Document text >>
Oil

I update each Saturday with my view of the stock market for the next few weeks (if occupied with family or travel, rarely I am a day or two late, just check back).  The monthly “Long Term” update will be on the first Wednesday of each month, and this supports investors who want to buy and hold, but want to sell to avoid the bulk of a primary bear market, and buy back in for most of the next bull market.

If you lose your bookmark to the blog, google “Rich Investing Blog” and it should show up on the first page or so.

Economy:

The ISM manufacturing index for May was down to 48.7 from 49.2, while the ISM services index for May was up 4 to 53.8.  Factory orders for April were up .7%.  The US economy added 227K jobs in May, which is strong and interest rates rose modestly thinking the Fed would defer the first rate cut.  The unemployment rate ticked up one tenth to 4.0%.

It still looks like a soft landing.  This is exactly what the Fed wants.  Powell said over a year ago that we would need a period of below trend growth in economic activity to bring inflation down, and that is what we have had so far this year.  That is not what main street wants, but it is what the Fed has delivered.  Main Street didn’t want 9% inflation either, and something has to give in order to bring inflation down.

Geo-Political:

Let’s talk about oil.  My friends, strap in, because this will be long and not easy.  If you think you understand the oil market, you are probably wrong.  If you think it responds to the laws of supply and demand, you are partially, but not totally correct.  The law of supply and demand works efficiently in a free market.  But the OPEC cartel sits in the middle of the global oil market, and they make it a modified free market where some strange things can happen.  To illustrate this, I will look at the crazy oil market, primarily in 2015, but things got even worse in 2016.

The first thing to understand is how tight global production MUST equal global consumption in order to keep prices stable.  Look how tight the annual production and consumption track in the last 4 years.  Producers have learned that they must not produce oil beyond the demand to consume, or prices will fall, to the detriment of all of the producers.  The American conservative mantra of “drill baby drill” as a solution to high oil prices is such an over simplification of the issue as to be total BS.  It indicates a fundamental misunderstanding of how the international oil market works.  Look at the chart below and see how tight is the matching of supply and demand (Global liquid fuels production vs Global liquid fuels consumption).  That has produced relatively stable oil prices in the $60 – $80 per barrel range, except for the Russian invasion of Ukraine and the dislocation of Russian oil exports that took a few months to sort out.

Now let’s look at what happened to oil prices in 2015, at the peak of the US oil renaissance brought about by the fracking revolution. The Bakken Shale in N. Dakota was a major new source of US production from 2010 to 2015, and it was shut down by the DROP in oil prices in 2015-2016, along with many smaller US oil companies that eventually went bankrupt, negatively impacting the banks that had loaned money to them.

Material >>
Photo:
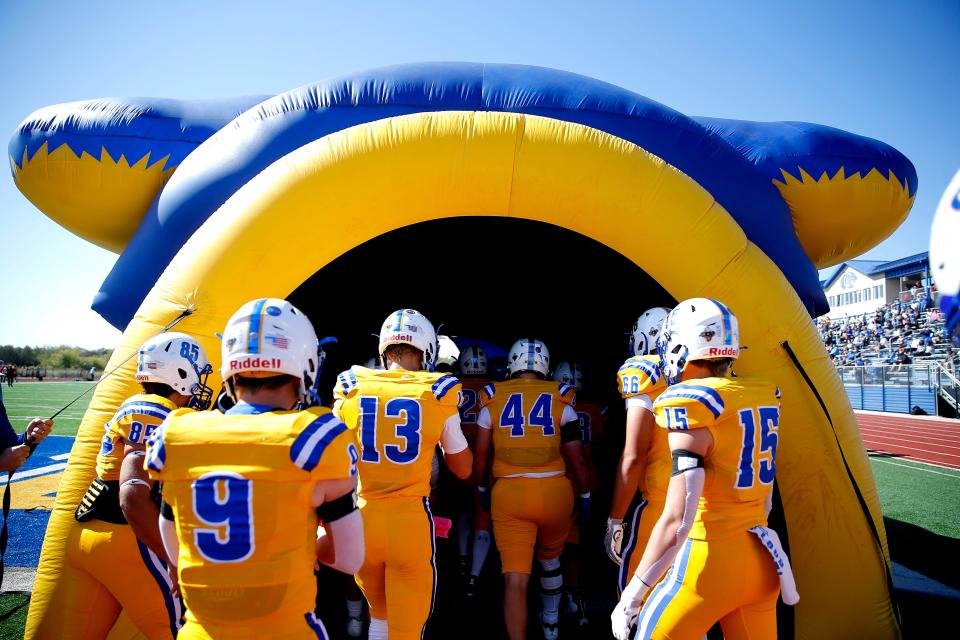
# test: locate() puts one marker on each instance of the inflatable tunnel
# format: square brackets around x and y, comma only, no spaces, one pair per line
[500,200]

What to work on >>
a – Reproduce the passage of the blog post on the economy and oil that begins with the words containing "If you lose" and ends with "bring inflation down.".
b – From the Economy section of the blog post on the economy and oil, list each economic statistic that is given with a number, along with that number.
c – Pick up the blog post on the economy and oil after its last sentence and carry it on.
The material plays no part in what follows.

Answers to the exercise >>
a –
If you lose your bookmark to the blog, google “Rich Investing Blog” and it should show up on the first page or so.

Economy:

The ISM manufacturing index for May was down to 48.7 from 49.2, while the ISM services index for May was up 4 to 53.8.  Factory orders for April were up .7%.  The US economy added 227K jobs in May, which is strong and interest rates rose modestly thinking the Fed would defer the first rate cut.  The unemployment rate ticked up one tenth to 4.0%.

It still looks like a soft landing.  This is exactly what the Fed wants.  Powell said over a year ago that we would need a period of below trend growth in economic activity to bring inflation down, and that is what we have had so far this year.  That is not what main street wants, but it is what the Fed has delivered.  Main Street didn’t want 9% inflation either, and something has to give in order to bring inflation down.

b –
- ISM manufacturing index for May: 48.7, down from 49.2
- ISM services index for May: 53.8, up 4
- Factory orders for April: up .7%
- Jobs added by the US economy in May: 227K
- Unemployment rate: 4.0%, up one tenth

c –
Although the US was becoming an oil power from 2010 – 2015 because of our success with fracking, oil prices remained high in spite of the oversupply because Saudi Arabia and the rest of OPEC were cutting production to support the price.  The Saudi’s could see that the rest of OPEC said they would cut production, but they did not, leaving all the production cutting to Saudi Arabia.  Finally, Saudi Arabia said “Enough”!  Saudi Arabia began to produce to their capacity and they flooded the market with crude oil.  Crude fell from $100 a barrel to $50 in 2015, then to $30 in 2016.  Saudi Arabia proved to the world they were the most important producer of oil, because they are the LOW COST PRODUCER and one of the very few who were profitable at $30 a barrel.  The lessons to the world were 1) the Saudi’s still control much when it comes to oil, 2) it is better for everyone who can produce to accept a quota that keeps global production closely tied to global demand.  If the US were to “drill baby drill” and produce as much as possible, they could produce a mismatch between supply and demand, and Saudi Arabia has the ability to punish such arrogant behavior.  Saudi Arabia no longer has the ability to drive prices up for more than a few months until other producers can produce more, but they have the ability to drive prices down to a level where very few can make a profit, and that is a very powerful tool for them.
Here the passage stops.